» Kumpulan Latihan
• a. Sunting berita tentang e-voting Pilkada DKI dari "Pilkada DKI Putaran" sampai "Hammam, Rabu (22/03/2017)." dan ganti "akurat" dengan "tepat".
• b. Bagaimana kelanjutan berita tentang e-voting Pilkada DKI setelah bagian terakhirnya? Tuliskan lanjutannya.

» Petikan Berita

#####

30 C
Jakarta

Pilkada DKI Putaran Kedua Sebaiknya Pakai E-voting

Baca Juga:

JAKARTA, MENARA62.COM– Hindari kecurangan Pilkada yang berujung pada gugat menggugat hasil pemilu,  Dr Ir Hammam Riza MSc, Deputi Bidang Teknologi Informasi, Energi dan Material (TIEM) Badan Pengkajian dan Penerapan Teknologi (BPPT) menyarankan agar Pilkada di DKI Jakarta putaran kedua menggunakan sistem e-voting. Dengan sistem ini, Pilkada DKI Jakarta yang akan berlangsung April ini tidak hanya lebih akurat hasilnya, lebih cepat prosesnya tetapi juga lebih akuntabel dan hemat biaya.
“Pemilu DKI putaran kedua ini dua calon ketemu head to head, berhadapan langsung satu lawan satu,” kata Hammam, Rabu (22/03/2017).

#####

» Entri Data
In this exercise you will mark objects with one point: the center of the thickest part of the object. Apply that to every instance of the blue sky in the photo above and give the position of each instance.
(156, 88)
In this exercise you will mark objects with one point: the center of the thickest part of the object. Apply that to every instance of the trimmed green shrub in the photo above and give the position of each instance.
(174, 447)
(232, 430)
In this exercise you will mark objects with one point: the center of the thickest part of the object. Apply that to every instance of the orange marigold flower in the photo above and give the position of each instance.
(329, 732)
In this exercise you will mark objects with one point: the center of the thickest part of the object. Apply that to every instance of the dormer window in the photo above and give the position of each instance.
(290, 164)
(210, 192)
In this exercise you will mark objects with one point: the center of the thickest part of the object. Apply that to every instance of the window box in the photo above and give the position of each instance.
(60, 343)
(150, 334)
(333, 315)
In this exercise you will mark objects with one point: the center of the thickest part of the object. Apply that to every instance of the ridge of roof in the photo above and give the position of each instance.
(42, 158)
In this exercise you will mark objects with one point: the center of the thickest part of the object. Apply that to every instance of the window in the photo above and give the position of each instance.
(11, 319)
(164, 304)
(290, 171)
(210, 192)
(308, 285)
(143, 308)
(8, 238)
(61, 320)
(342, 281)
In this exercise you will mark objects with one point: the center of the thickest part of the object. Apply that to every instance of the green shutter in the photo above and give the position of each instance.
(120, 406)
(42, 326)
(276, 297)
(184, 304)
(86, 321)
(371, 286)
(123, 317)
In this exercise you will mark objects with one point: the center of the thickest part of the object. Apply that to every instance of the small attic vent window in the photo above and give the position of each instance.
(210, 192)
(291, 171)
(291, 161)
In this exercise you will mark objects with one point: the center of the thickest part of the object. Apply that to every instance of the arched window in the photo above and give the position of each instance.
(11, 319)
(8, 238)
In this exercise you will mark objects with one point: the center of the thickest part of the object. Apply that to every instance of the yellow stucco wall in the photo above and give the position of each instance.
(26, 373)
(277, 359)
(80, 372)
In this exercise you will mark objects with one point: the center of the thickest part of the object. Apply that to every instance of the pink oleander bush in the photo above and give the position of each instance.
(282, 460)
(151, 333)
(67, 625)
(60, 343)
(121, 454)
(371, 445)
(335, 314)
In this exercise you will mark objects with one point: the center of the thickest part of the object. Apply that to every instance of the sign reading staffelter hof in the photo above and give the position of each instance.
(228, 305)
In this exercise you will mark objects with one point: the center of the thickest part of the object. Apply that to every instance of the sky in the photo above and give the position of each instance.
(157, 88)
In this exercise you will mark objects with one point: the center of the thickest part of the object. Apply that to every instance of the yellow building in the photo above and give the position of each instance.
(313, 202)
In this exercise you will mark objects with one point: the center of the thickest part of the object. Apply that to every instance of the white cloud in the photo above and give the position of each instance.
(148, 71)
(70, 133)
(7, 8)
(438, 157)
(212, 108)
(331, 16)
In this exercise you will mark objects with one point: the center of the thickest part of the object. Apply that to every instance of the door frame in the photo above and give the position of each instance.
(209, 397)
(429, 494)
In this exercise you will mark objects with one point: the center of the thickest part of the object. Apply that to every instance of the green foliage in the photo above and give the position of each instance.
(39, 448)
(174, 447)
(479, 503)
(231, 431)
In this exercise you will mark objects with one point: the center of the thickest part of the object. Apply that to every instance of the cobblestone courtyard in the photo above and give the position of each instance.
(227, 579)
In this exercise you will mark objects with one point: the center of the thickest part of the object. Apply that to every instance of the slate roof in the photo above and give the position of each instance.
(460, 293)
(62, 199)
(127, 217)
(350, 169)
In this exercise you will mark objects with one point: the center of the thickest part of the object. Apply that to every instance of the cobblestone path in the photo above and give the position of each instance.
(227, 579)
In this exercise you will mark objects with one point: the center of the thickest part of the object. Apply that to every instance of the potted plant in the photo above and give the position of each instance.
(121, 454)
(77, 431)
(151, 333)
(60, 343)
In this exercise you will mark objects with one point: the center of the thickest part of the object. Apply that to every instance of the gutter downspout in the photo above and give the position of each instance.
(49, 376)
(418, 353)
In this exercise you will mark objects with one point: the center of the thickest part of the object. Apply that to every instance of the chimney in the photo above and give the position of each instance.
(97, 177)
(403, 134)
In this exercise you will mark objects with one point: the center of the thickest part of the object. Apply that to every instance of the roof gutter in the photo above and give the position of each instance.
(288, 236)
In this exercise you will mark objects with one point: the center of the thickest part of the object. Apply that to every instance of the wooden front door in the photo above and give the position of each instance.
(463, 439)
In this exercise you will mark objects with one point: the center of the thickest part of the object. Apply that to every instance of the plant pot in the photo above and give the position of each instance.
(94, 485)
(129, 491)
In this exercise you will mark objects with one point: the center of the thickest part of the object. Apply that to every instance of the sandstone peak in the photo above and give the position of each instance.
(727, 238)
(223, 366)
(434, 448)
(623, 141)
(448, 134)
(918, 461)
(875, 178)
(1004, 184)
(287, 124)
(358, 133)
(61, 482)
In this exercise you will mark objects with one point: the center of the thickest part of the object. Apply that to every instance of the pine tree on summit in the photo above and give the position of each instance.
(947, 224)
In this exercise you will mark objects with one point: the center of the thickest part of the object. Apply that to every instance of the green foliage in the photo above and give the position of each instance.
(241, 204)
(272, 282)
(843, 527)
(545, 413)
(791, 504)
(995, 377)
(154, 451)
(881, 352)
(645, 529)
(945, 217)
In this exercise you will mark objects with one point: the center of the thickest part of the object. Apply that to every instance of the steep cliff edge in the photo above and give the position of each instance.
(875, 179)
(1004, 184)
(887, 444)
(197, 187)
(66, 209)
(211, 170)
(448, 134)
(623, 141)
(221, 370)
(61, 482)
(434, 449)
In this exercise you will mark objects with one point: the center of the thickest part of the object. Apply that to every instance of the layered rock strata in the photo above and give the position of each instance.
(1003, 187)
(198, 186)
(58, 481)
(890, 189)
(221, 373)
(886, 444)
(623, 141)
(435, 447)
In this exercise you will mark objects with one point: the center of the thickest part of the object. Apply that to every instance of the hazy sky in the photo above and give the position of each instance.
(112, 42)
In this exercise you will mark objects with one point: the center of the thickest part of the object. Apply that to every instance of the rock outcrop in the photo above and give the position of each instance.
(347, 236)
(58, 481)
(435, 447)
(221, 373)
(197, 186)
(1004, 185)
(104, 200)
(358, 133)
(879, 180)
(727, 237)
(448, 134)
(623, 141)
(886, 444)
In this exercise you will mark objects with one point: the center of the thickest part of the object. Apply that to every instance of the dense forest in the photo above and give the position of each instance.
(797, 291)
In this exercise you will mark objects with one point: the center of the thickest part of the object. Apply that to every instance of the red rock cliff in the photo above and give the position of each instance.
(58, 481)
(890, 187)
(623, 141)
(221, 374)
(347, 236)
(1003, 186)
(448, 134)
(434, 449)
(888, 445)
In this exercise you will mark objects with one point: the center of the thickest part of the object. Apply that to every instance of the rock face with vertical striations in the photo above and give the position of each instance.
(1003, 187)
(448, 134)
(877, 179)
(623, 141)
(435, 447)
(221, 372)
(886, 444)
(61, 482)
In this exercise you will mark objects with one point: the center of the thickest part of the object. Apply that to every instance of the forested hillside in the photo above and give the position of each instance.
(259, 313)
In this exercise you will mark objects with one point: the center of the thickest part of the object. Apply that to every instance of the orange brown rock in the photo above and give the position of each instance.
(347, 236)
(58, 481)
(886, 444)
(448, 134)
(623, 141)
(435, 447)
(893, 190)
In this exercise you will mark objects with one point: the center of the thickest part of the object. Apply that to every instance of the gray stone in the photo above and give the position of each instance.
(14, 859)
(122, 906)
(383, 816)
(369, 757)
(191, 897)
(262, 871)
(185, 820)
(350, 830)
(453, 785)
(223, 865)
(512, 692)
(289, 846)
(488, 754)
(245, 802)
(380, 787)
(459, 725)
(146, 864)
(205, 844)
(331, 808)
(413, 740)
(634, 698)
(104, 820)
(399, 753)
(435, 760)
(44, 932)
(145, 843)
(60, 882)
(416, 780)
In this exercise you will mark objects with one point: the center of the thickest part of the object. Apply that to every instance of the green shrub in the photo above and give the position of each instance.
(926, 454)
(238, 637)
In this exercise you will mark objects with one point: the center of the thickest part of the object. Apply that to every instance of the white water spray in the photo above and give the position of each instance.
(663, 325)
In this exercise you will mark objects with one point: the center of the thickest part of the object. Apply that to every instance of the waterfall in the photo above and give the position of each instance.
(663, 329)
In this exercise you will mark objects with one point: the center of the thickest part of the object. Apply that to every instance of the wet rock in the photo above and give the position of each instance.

#####

» Jawaban Berurutan
• a.
Pilkada DKI Putaran Kedua Sebaiknya Pakai E-voting

Baca Juga:

JAKARTA, MENARA62.COM– Hindari kecurangan Pilkada yang berujung pada gugat menggugat hasil pemilu,  Dr Ir Hammam Riza MSc, Deputi Bidang Teknologi Informasi, Energi dan Material (TIEM) Badan Pengkajian dan Penerapan Teknologi (BPPT) menyarankan agar Pilkada di DKI Jakarta putaran kedua menggunakan sistem e-voting. Dengan sistem ini, Pilkada DKI Jakarta yang akan berlangsung April ini tidak hanya lebih tepat hasilnya, lebih cepat prosesnya tetapi juga lebih akuntabel dan hemat biaya.
“Pemilu DKI putaran kedua ini dua calon ketemu head to head, berhadapan langsung satu lawan satu,” kata Hammam, Rabu (22/03/2017).

• b.
Situasi tersebut sangat potensial menimbulkan kecurangan dan keributan pilkada. Terutama nanti jika sudah dilakukan proses penghitungan suara dan diketahui calon pemenangnya.
Diakui Hammam, istem pemilu di Indonesia yang masih berbasis kertas membutuhkan biaya yang sangat mahal. Terutama untuk pengadaan alat pemilu beserta atribut pendukungnya.
“Kertas suara, kotak suara, kertas untuk rekap hasil suara. Dengan jumlah penduduk ratusan juta, tentu butuh biaya yang sangat besar untuk pengadaan alat pemilu,” katanya.
Menurut Hammam, sebenarnya pada era serba digital seperti sekarang ini, kegiatan pemilu bisa memanfaatkan kemajuan teknologi informasi yakni dengan sistem e-voting. Model pemilu ini jauh lebih murah, praktis, mudah dan hemat anggaran.
“E-voting merupakan hasil rekayasa teknologi yang dihasilkan BPPT,” tambahnya.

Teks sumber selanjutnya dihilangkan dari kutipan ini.